◆ Aim ◆
Recast every line of the material below as a JSON list of strings, one string per line, skipping blank lines. Leave the pictures out of the answer.

** start of Data provided **

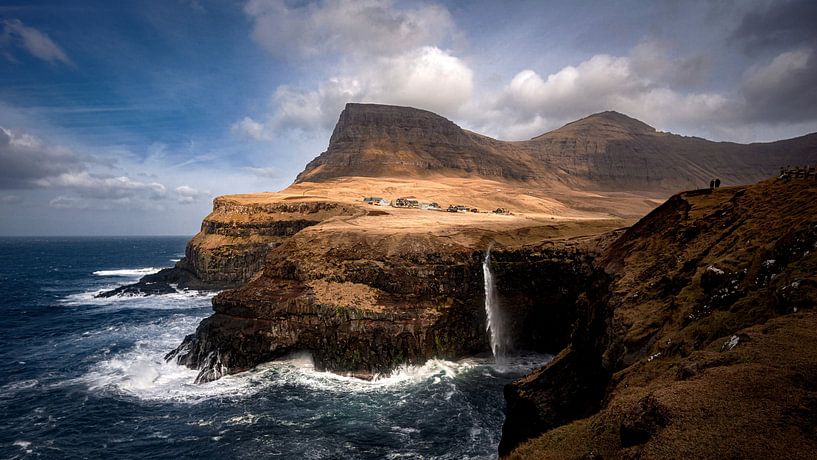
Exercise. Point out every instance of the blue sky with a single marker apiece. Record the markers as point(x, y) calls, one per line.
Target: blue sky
point(128, 117)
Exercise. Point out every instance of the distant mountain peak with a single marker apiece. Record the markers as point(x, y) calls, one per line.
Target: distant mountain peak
point(604, 151)
point(608, 123)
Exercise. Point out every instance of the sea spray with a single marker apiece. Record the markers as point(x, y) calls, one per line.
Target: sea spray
point(494, 327)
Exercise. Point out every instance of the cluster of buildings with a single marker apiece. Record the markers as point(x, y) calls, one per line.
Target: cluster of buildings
point(412, 202)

** end of Data provided **

◆ Full answer ◆
[
  "Exercise. Point out every instance of the blue sky with a single marker apiece. Record the markers as point(x, y) calls, one per line.",
  "Target: blue sky",
  "point(128, 117)",
  "Exercise. Point out every instance of the distant mountain peak with a single marker apiece. Record the markers as point(x, y) calls, one per line.",
  "Target: distant mountain peak",
  "point(604, 151)",
  "point(608, 123)",
  "Exercise. Point out every instance of the sea spray with a single marker apiece. Record the markers as point(x, y) calls, one per line.",
  "Target: sea spray",
  "point(494, 327)",
  "Exercise. Point out every instance of the cluster of buildings with a single marker apiece. Record the markers as point(x, y) calls, one per line.",
  "Target: cluster of buildings",
  "point(412, 202)"
]